■ Brief
Scan the data below and copy each line where "post" occurs.

■ Input for this task

--------------------------------

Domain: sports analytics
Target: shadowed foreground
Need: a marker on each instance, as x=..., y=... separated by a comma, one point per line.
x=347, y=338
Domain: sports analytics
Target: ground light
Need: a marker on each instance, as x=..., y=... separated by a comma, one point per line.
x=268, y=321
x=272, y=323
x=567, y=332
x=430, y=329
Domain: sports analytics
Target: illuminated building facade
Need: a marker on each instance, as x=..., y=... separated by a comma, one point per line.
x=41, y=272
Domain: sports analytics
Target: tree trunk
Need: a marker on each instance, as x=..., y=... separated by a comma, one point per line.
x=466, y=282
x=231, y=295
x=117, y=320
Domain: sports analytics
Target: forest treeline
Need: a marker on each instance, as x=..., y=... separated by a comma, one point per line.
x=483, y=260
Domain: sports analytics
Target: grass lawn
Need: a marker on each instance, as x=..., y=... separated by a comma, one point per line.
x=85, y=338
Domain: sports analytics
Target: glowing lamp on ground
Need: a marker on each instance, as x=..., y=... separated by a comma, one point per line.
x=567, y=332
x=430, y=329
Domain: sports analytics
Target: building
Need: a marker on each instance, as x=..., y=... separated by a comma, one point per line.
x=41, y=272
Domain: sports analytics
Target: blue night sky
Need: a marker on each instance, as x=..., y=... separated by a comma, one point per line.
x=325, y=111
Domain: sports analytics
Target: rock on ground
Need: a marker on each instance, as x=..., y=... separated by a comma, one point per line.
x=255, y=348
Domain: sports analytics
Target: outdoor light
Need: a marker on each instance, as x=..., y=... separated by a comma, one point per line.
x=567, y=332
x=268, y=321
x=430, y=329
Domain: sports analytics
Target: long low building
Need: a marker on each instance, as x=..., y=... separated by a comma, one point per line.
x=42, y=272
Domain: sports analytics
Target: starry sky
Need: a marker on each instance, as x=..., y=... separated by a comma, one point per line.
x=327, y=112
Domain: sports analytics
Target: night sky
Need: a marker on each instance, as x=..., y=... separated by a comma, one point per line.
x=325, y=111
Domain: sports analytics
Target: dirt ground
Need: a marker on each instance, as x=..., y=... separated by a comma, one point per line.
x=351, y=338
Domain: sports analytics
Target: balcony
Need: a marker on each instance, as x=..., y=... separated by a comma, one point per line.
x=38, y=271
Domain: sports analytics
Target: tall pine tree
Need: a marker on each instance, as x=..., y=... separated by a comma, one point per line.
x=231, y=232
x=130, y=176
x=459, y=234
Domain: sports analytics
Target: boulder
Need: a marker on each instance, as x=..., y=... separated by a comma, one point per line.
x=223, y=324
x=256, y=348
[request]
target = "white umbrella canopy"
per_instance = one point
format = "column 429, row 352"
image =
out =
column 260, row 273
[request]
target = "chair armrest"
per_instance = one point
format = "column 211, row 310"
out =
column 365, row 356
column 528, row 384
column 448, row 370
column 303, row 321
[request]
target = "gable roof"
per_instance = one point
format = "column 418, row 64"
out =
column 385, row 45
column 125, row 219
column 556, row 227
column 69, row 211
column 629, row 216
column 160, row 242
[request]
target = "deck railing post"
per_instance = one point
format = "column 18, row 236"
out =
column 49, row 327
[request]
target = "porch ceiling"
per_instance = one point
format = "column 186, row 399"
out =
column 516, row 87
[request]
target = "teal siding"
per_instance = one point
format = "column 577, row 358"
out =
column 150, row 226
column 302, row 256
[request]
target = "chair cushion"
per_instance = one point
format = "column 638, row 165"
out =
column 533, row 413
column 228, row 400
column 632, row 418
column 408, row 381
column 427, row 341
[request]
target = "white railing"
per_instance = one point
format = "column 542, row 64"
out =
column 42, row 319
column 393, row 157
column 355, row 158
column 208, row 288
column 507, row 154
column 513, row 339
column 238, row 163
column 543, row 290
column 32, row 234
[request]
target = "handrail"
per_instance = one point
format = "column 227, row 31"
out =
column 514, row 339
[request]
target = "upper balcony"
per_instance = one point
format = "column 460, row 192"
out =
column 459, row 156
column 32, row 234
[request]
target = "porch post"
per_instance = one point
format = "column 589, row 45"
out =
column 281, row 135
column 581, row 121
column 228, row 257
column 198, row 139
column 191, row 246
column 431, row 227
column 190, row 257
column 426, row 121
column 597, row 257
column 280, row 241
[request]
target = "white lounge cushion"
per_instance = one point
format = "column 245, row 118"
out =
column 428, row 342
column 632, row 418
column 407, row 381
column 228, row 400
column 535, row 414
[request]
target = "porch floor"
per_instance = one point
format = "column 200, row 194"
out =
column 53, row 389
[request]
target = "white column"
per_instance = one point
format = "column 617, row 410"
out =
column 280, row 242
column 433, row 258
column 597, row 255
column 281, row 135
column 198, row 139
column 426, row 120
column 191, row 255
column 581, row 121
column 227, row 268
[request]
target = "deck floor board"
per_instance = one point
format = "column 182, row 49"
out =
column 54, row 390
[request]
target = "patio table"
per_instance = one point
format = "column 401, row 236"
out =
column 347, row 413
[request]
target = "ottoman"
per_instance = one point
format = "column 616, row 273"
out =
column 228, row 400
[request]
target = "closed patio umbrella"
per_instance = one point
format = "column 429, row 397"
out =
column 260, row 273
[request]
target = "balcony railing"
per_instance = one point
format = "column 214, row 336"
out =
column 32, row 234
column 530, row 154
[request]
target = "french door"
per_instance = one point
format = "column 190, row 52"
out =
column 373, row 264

--------------------------------

■ Response to this exercise
target = "deck railing post"
target = "porch post"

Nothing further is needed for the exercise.